**Task statement:**
Starting from the line that holds "Where can you spot the airplane fuselage", print every line through the end of the records, first and last included.

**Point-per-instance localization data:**
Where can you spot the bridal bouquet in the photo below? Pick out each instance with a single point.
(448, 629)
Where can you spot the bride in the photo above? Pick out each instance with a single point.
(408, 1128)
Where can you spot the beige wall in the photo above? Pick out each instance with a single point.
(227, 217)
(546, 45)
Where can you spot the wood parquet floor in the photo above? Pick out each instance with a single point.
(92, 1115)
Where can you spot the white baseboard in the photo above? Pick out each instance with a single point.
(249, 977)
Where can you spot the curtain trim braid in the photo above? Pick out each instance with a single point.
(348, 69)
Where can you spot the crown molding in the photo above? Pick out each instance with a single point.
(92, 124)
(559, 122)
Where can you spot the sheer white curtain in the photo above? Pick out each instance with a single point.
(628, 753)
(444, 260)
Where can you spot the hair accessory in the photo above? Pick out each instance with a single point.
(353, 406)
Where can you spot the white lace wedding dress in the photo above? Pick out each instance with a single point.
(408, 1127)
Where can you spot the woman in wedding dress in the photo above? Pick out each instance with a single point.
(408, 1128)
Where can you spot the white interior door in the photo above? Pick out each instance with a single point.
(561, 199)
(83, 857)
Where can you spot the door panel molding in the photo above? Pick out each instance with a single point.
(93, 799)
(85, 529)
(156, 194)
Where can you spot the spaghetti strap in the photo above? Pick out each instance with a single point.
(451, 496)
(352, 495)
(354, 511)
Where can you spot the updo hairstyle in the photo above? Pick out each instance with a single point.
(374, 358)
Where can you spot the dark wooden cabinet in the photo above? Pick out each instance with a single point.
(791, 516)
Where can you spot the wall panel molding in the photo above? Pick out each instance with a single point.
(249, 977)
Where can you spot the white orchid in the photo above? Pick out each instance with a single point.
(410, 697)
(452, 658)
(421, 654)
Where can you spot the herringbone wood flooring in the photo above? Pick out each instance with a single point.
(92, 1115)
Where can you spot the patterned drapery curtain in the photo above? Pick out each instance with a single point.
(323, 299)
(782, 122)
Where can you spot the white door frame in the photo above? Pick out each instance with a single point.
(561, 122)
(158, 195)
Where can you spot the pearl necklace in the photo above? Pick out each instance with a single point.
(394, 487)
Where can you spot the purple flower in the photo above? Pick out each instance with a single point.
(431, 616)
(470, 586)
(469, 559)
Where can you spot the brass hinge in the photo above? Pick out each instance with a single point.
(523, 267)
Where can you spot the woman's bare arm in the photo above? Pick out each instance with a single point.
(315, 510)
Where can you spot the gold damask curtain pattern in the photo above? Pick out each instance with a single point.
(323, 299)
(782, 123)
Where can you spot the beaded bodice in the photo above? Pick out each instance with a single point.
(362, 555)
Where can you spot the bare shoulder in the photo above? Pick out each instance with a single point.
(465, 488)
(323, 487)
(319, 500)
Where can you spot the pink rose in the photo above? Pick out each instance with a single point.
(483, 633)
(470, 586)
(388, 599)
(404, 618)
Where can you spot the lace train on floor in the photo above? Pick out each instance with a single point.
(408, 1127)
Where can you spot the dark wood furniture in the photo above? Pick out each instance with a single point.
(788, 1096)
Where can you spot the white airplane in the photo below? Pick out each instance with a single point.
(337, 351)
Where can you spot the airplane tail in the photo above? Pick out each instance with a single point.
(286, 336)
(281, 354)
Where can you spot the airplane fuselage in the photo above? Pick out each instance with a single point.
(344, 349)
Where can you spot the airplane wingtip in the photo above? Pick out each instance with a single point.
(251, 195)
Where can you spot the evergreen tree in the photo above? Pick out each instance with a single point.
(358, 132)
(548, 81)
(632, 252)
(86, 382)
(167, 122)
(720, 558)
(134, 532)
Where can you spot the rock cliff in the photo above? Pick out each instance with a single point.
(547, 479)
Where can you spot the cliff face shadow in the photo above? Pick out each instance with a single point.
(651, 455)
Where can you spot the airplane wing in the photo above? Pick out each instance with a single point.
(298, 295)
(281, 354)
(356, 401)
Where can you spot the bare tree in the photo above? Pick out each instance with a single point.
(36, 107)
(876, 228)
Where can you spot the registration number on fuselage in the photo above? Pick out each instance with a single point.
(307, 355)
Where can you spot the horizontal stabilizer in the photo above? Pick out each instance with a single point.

**Solution:**
Where can you spot the airplane fuselage in the photo above? Pick out each instance with a single point.
(344, 349)
Where can you spot the airplane wingtip in the photo above? Pick out each instance with a single point.
(251, 195)
Where can you spot the evergreen tree in the photo above? Pick out each instance with a single point.
(358, 132)
(548, 81)
(632, 252)
(86, 382)
(167, 122)
(720, 558)
(134, 532)
Where can you spot the rock cliff in the photo above? Pick out each instance with a single point.
(547, 479)
Where can you spot the cliff face shadow in the photo above? Pick out each instance with a single point.
(651, 455)
Where can you spot the airplane wing in the photo above? Pick out each instance with a single point.
(298, 295)
(281, 354)
(356, 401)
Where can you spot the bare tree in the photo above? Pick out each instance with a single point.
(36, 107)
(876, 228)
Where can you spot the registration number on fuselage in the photo above? Pick out each instance with a single point.
(307, 355)
Where can you spot the horizontal stabilizer in the photo above? Pick out each instance with a single point.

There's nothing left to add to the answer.